» **WHAT THE TASK ASKS**
Only lines that contain the word "building" are to be returned from the data below.

[Saved entries]
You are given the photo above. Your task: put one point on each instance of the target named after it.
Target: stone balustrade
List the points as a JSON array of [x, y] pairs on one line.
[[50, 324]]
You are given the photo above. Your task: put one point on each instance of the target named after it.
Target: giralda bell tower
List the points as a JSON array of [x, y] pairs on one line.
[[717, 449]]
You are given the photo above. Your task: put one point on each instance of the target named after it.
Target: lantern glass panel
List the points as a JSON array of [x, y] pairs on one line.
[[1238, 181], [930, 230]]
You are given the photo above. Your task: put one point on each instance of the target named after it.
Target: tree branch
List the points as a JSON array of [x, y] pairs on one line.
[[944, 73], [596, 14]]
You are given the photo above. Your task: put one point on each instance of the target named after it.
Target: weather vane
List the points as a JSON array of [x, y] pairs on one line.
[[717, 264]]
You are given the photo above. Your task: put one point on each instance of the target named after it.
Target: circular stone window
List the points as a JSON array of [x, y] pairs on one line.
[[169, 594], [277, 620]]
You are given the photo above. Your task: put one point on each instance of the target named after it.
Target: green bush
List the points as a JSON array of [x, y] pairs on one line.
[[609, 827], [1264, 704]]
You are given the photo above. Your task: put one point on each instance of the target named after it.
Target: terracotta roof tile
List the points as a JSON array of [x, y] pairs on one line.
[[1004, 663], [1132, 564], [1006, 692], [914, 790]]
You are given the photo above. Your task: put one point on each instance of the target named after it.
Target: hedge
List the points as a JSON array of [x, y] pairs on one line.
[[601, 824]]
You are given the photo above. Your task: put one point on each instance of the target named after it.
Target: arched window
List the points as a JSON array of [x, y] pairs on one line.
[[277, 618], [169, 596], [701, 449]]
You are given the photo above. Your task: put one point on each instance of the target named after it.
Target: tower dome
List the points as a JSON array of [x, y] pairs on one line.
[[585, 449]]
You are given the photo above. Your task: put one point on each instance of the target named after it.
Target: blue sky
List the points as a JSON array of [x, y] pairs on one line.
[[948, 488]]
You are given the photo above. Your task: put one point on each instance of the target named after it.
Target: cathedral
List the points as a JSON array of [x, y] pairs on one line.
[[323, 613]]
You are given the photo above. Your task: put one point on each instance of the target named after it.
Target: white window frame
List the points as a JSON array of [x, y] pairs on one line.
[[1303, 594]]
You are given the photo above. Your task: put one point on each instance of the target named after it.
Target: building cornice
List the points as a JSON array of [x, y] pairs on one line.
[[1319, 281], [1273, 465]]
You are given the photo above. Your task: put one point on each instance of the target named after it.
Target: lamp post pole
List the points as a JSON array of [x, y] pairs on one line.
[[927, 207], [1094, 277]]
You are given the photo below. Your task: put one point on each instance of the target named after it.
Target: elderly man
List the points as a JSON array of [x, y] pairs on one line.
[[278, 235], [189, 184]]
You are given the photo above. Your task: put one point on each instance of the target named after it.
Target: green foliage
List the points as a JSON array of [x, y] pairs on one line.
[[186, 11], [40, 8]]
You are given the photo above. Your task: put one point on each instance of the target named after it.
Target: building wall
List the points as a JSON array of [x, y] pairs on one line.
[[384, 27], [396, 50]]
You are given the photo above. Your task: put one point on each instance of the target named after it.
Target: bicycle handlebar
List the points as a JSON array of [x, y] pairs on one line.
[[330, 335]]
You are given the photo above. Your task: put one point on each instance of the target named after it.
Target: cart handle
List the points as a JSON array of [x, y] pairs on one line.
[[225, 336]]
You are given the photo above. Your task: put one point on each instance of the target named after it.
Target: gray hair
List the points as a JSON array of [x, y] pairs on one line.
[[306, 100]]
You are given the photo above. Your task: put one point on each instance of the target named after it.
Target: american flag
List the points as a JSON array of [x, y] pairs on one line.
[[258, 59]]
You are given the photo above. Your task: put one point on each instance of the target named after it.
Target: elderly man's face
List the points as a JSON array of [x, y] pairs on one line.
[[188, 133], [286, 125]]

» **EXERCISE OUTPUT**
Target: building cornice
Target: building wall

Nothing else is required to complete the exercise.